JOB:
Can you rewrite every line of the data below, leaving all wording unchanged but raising each x and y coordinate in the answer points by 120?

## Begin DATA SUPPLIED

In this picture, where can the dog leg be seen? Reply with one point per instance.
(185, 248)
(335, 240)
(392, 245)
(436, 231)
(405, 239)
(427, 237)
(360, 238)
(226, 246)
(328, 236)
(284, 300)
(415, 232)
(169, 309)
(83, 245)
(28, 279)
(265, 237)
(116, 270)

## End DATA SUPPLIED

EXERCISE ANSWER:
In this picture, where can the dog leg be seen? Reply with one point per instance.
(305, 368)
(455, 360)
(512, 365)
(556, 351)
(525, 359)
(547, 357)
(480, 358)
(346, 366)
(448, 356)
(404, 420)
(535, 352)
(289, 429)
(203, 365)
(148, 399)
(385, 357)
(236, 390)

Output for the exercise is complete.